◆ **Extracted information**:
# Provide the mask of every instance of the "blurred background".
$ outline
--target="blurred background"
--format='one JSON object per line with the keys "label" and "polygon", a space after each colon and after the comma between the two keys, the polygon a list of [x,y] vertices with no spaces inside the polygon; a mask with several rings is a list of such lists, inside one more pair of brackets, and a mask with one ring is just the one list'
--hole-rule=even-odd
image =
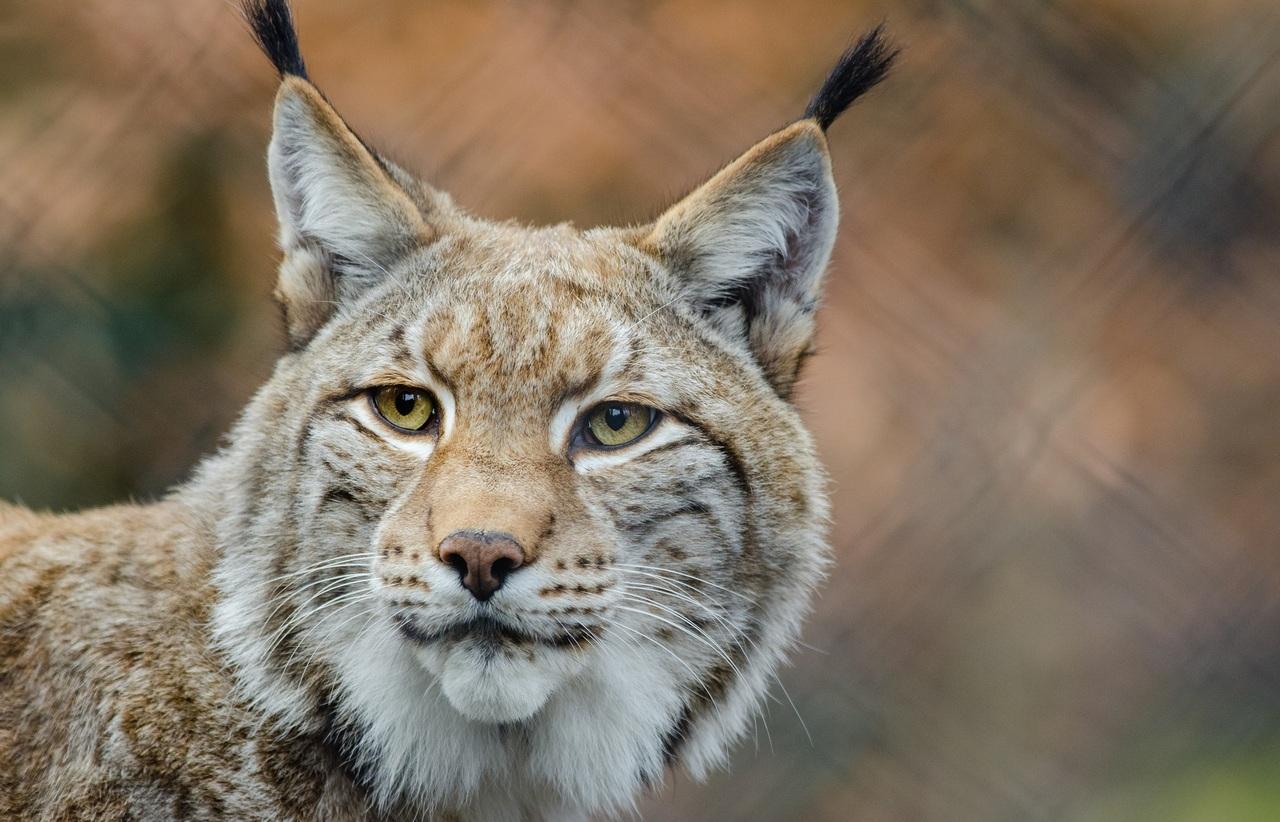
{"label": "blurred background", "polygon": [[[831,132],[838,564],[646,818],[1280,819],[1274,0],[296,5],[373,144],[529,222],[648,219],[906,47]],[[226,0],[0,0],[0,497],[154,497],[264,379],[274,89]]]}

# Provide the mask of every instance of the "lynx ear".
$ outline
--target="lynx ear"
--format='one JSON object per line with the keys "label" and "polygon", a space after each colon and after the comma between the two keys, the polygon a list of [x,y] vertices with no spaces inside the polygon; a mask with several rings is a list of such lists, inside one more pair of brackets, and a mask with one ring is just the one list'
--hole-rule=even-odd
{"label": "lynx ear", "polygon": [[805,119],[730,163],[640,243],[676,272],[697,310],[746,342],[782,397],[810,351],[836,237],[826,130],[884,79],[896,55],[882,27],[867,32],[840,56]]}
{"label": "lynx ear", "polygon": [[285,261],[277,296],[295,342],[334,303],[430,240],[421,211],[314,86],[286,77],[267,153]]}
{"label": "lynx ear", "polygon": [[690,304],[746,342],[785,397],[813,337],[838,211],[826,138],[805,120],[677,203],[641,245],[680,278]]}
{"label": "lynx ear", "polygon": [[307,79],[288,0],[244,0],[242,11],[282,80],[267,153],[285,252],[276,297],[302,345],[431,229],[397,182],[404,173],[370,151]]}

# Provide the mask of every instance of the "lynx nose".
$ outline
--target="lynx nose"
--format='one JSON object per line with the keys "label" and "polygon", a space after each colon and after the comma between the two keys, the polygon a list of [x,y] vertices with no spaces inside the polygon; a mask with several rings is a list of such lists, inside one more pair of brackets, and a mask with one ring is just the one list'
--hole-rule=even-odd
{"label": "lynx nose", "polygon": [[484,602],[524,564],[524,550],[510,534],[454,531],[440,543],[440,559],[458,572],[462,587]]}

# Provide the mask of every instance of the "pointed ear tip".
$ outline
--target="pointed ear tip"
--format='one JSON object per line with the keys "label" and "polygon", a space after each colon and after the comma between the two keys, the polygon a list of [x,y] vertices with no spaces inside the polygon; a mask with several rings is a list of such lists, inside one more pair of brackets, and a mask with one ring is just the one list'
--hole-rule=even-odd
{"label": "pointed ear tip", "polygon": [[321,96],[320,90],[311,84],[310,80],[299,77],[296,74],[286,74],[280,80],[280,87],[276,89],[276,108],[279,109],[282,104],[295,100],[315,103],[323,102],[324,97]]}
{"label": "pointed ear tip", "polygon": [[316,129],[340,133],[345,128],[345,121],[320,89],[310,80],[296,75],[288,75],[280,81],[271,119],[272,129],[276,132],[301,128],[308,133]]}
{"label": "pointed ear tip", "polygon": [[827,130],[822,127],[816,117],[797,120],[791,124],[790,128],[797,138],[808,140],[823,151],[827,151],[830,148],[827,142]]}
{"label": "pointed ear tip", "polygon": [[757,146],[766,152],[781,151],[790,156],[814,152],[825,158],[827,162],[831,159],[831,145],[827,142],[827,132],[812,117],[796,120],[791,125],[775,131],[761,140]]}

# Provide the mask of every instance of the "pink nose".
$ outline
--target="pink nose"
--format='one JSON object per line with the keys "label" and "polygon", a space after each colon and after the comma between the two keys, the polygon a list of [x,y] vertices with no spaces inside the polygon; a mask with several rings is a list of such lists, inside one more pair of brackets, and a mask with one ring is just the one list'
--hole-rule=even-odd
{"label": "pink nose", "polygon": [[484,602],[524,565],[524,549],[510,534],[454,531],[440,543],[440,559],[458,572],[462,587]]}

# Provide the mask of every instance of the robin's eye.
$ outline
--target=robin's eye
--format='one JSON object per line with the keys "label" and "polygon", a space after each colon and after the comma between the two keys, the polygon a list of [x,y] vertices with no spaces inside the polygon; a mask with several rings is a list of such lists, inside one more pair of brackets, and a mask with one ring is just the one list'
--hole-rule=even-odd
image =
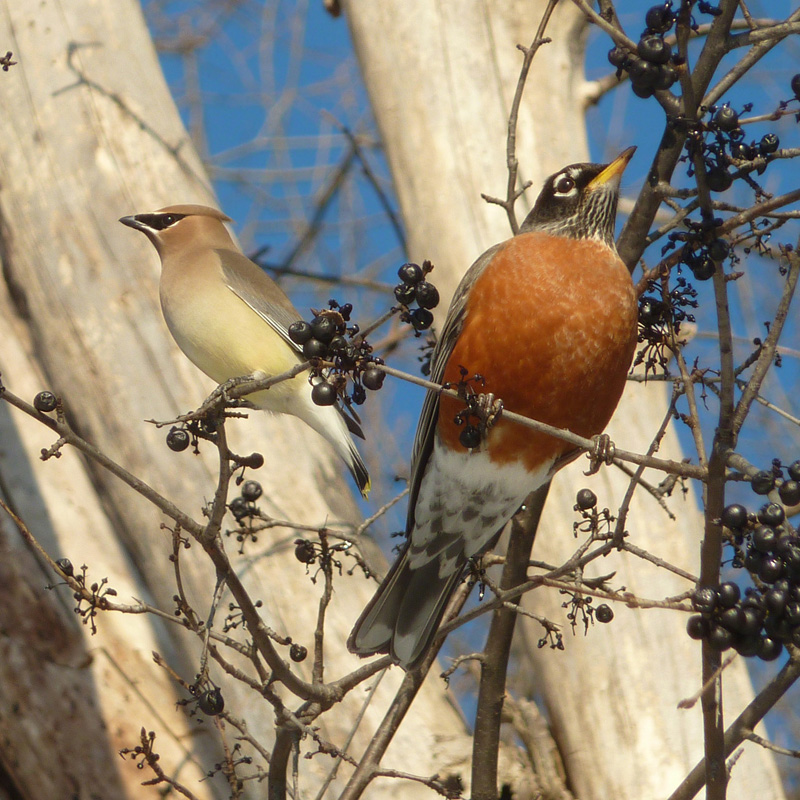
{"label": "robin's eye", "polygon": [[556,194],[569,194],[575,188],[575,181],[569,175],[562,175],[555,185]]}

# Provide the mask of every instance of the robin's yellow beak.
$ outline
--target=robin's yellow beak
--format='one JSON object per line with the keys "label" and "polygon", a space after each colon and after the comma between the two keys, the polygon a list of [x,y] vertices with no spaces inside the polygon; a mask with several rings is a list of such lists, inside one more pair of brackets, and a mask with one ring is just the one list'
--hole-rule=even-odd
{"label": "robin's yellow beak", "polygon": [[625,172],[625,167],[628,166],[628,162],[633,158],[635,152],[635,147],[628,147],[623,150],[599,175],[589,182],[586,188],[589,190],[599,189],[608,183],[619,186],[622,173]]}

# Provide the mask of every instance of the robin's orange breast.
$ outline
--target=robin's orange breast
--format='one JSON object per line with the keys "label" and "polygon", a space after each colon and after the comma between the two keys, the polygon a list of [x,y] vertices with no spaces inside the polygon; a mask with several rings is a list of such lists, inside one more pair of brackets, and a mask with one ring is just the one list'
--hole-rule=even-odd
{"label": "robin's orange breast", "polygon": [[[596,240],[526,233],[510,239],[470,290],[443,380],[480,374],[504,407],[580,436],[601,433],[622,395],[636,345],[633,282]],[[438,433],[464,450],[454,422],[463,403],[442,397]],[[485,443],[492,461],[533,470],[570,450],[501,419]]]}

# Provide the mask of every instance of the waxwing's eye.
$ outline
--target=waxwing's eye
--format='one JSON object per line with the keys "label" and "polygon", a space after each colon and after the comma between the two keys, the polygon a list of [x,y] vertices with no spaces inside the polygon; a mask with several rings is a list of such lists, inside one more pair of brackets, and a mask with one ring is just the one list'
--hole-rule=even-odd
{"label": "waxwing's eye", "polygon": [[556,190],[556,194],[569,194],[575,188],[575,181],[569,175],[562,175],[556,180],[553,188]]}

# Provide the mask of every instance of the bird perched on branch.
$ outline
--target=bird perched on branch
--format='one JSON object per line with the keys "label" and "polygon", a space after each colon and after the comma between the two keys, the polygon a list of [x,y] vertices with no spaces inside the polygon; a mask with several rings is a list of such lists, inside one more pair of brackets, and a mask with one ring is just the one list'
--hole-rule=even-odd
{"label": "bird perched on branch", "polygon": [[[634,149],[549,177],[519,234],[470,267],[433,353],[433,381],[465,396],[479,383],[483,398],[586,438],[603,431],[637,337],[636,294],[614,245],[620,180]],[[577,455],[502,412],[492,424],[491,404],[484,414],[473,401],[436,392],[425,399],[407,542],[350,635],[354,653],[389,653],[414,667],[468,560]]]}
{"label": "bird perched on branch", "polygon": [[[247,258],[223,223],[222,212],[177,205],[120,222],[147,236],[161,257],[161,308],[167,327],[188,358],[217,383],[244,376],[273,376],[304,361],[288,329],[301,319],[283,290]],[[259,408],[293,414],[324,436],[345,462],[361,493],[367,468],[350,434],[358,422],[338,405],[311,400],[299,375],[247,396]]]}

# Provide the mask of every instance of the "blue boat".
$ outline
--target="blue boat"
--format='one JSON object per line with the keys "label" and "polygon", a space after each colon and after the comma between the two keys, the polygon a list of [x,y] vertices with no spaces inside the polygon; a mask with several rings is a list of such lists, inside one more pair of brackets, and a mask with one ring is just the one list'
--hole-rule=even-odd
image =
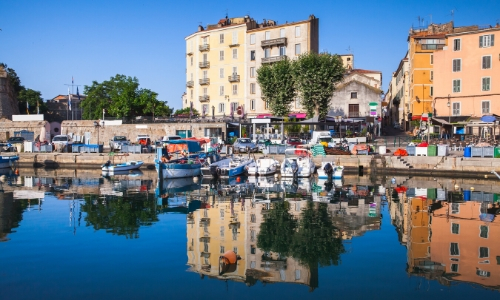
{"label": "blue boat", "polygon": [[18,155],[0,156],[0,168],[10,168],[19,160]]}
{"label": "blue boat", "polygon": [[246,167],[254,160],[249,157],[234,156],[216,161],[203,168],[203,176],[233,177],[246,172]]}
{"label": "blue boat", "polygon": [[[167,152],[166,148],[156,149],[155,167],[163,179],[196,177],[201,174],[201,165],[204,162],[199,157],[202,149],[197,141],[173,140],[169,141],[170,149],[175,151]],[[175,146],[177,145],[177,146]],[[185,151],[185,155],[182,152]],[[170,160],[164,157],[171,156]]]}

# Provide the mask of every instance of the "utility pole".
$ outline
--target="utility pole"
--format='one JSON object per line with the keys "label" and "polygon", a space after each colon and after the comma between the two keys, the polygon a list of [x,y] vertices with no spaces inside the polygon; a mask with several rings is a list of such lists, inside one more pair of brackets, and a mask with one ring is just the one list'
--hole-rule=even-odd
{"label": "utility pole", "polygon": [[[78,85],[78,84],[74,84],[74,80],[73,80],[73,76],[71,76],[71,84],[64,84],[66,86],[71,86],[71,95],[73,95],[73,87],[75,86],[81,86],[81,85]],[[69,95],[68,95],[69,96]],[[71,120],[74,120],[74,114],[73,114],[73,109],[72,107],[69,107],[70,103],[69,103],[69,98],[68,98],[68,108],[69,110],[71,110]],[[73,106],[73,103],[71,103],[71,106]],[[76,114],[78,116],[78,114]],[[69,115],[67,116],[67,119],[69,119]]]}

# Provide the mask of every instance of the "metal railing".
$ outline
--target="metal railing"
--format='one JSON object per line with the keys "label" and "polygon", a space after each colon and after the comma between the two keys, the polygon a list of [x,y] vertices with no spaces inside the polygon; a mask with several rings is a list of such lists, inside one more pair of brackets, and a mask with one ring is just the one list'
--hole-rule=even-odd
{"label": "metal railing", "polygon": [[264,57],[264,58],[262,58],[262,63],[263,64],[269,64],[269,63],[281,61],[281,60],[284,60],[284,59],[286,59],[286,55]]}
{"label": "metal railing", "polygon": [[208,84],[210,84],[210,78],[200,79],[200,85],[208,85]]}
{"label": "metal railing", "polygon": [[231,75],[228,76],[227,79],[229,82],[240,82],[240,75]]}
{"label": "metal railing", "polygon": [[208,101],[210,101],[209,95],[200,96],[200,102],[208,102]]}
{"label": "metal railing", "polygon": [[209,61],[202,61],[200,62],[200,68],[210,68],[210,62]]}
{"label": "metal railing", "polygon": [[187,87],[193,87],[194,86],[194,81],[193,80],[190,80],[186,83],[186,86]]}
{"label": "metal railing", "polygon": [[210,50],[210,45],[209,44],[200,45],[200,51],[208,51],[208,50]]}
{"label": "metal railing", "polygon": [[261,47],[269,47],[269,46],[275,46],[275,45],[286,45],[286,38],[263,40],[260,43],[260,45],[261,45]]}

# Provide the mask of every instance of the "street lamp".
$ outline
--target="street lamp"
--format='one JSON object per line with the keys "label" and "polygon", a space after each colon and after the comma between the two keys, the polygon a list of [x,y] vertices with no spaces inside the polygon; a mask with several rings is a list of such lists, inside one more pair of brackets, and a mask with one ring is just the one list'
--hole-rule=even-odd
{"label": "street lamp", "polygon": [[451,103],[450,103],[450,94],[448,94],[448,103],[446,103],[446,105],[448,106],[448,109],[449,109],[449,115],[448,115],[448,123],[451,124]]}
{"label": "street lamp", "polygon": [[99,128],[101,127],[101,124],[99,122],[94,121],[94,129],[97,130],[97,145],[99,145]]}

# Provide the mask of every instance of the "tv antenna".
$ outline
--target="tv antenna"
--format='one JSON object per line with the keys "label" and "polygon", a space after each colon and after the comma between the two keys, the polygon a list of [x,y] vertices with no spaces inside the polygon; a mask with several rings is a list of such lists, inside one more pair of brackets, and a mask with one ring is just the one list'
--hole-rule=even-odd
{"label": "tv antenna", "polygon": [[450,15],[451,15],[451,20],[452,20],[452,21],[454,20],[454,17],[455,17],[455,12],[457,12],[457,9],[456,9],[456,8],[453,8],[453,9],[451,10],[451,13],[450,13]]}

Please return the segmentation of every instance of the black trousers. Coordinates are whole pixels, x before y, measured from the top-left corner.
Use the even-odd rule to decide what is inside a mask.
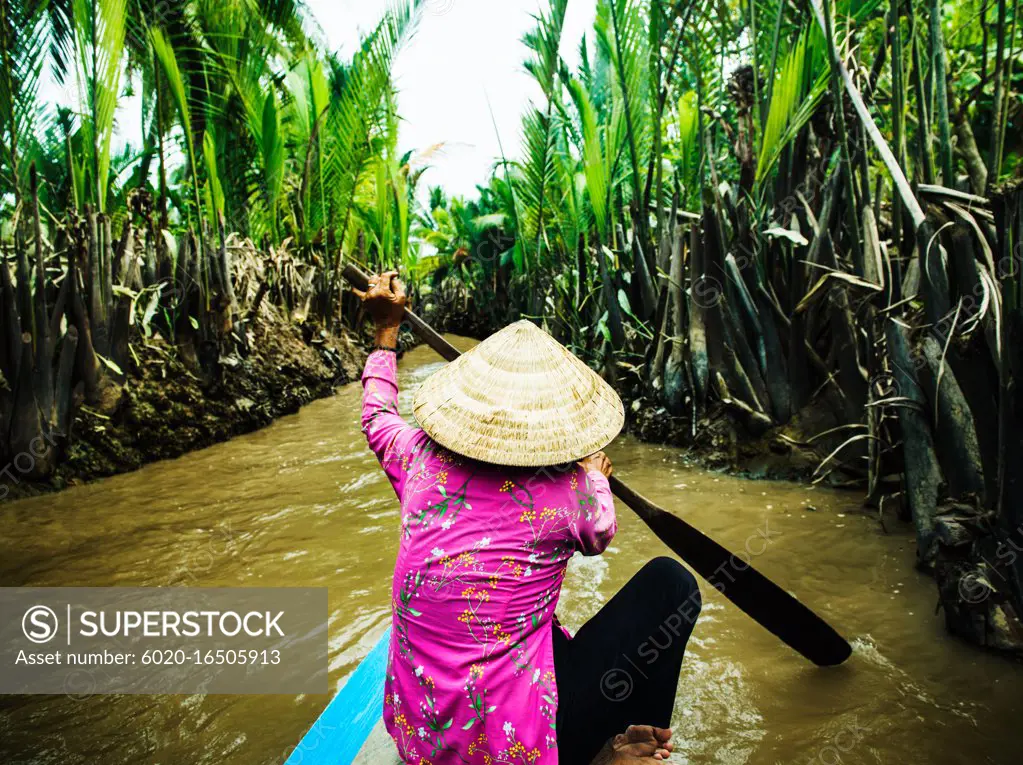
[[[669,727],[700,605],[689,570],[655,558],[573,639],[554,628],[559,762],[588,765],[629,725]]]

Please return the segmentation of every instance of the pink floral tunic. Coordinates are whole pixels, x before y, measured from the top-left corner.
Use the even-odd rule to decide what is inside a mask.
[[[412,765],[558,761],[551,625],[565,565],[617,528],[607,479],[502,468],[398,414],[393,353],[370,355],[362,427],[401,500],[384,721]]]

◆ **What you should do**:
When you have gone through the records above, say how many lines include the word "Coordinates", and write nothing besides that number.

◆ **Response below**:
2